### [HOW TO COMPLETE THIS TASK]
Nothing but the data below, returned exactly, should appear in the answer.

### [DATA]
┄┄┄┄┄┄

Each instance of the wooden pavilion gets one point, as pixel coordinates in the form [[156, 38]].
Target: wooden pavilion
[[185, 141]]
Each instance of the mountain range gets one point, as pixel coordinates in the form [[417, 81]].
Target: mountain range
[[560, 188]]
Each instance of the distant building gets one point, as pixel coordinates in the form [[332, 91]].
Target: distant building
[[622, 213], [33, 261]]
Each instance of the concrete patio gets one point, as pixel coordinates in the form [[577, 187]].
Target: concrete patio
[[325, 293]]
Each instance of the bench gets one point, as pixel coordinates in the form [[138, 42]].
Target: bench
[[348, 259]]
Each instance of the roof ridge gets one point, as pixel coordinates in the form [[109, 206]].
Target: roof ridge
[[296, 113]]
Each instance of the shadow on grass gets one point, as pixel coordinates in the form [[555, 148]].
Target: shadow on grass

┄┄┄┄┄┄

### [EXERCISE SOLUTION]
Each instance of the wooden pavilion gets one point, as pixel coordinates in the form [[156, 38]].
Target: wooden pavilion
[[185, 141]]
Each instance of the mountain range gets one point, as pixel coordinates in the form [[417, 81]].
Target: mountain range
[[560, 188]]
Each instance of the distant building gets one point, as pixel coordinates in the form [[332, 91]].
Target: distant building
[[622, 213], [33, 261]]
Each instance of the concrete patio gets one point, as pixel coordinates in the form [[577, 187]].
Target: concrete patio
[[325, 293]]
Each instance of the bench gets one point, as pixel coordinates in the form [[138, 42]].
Target: bench
[[348, 259]]
Each instance of the roof ridge gets one point, as pixel coordinates in the form [[109, 206]].
Target: roof ridge
[[296, 113]]
Each instance of the shadow on grass gets one point, as pixel coordinates in the form [[555, 148]].
Target: shadow on grass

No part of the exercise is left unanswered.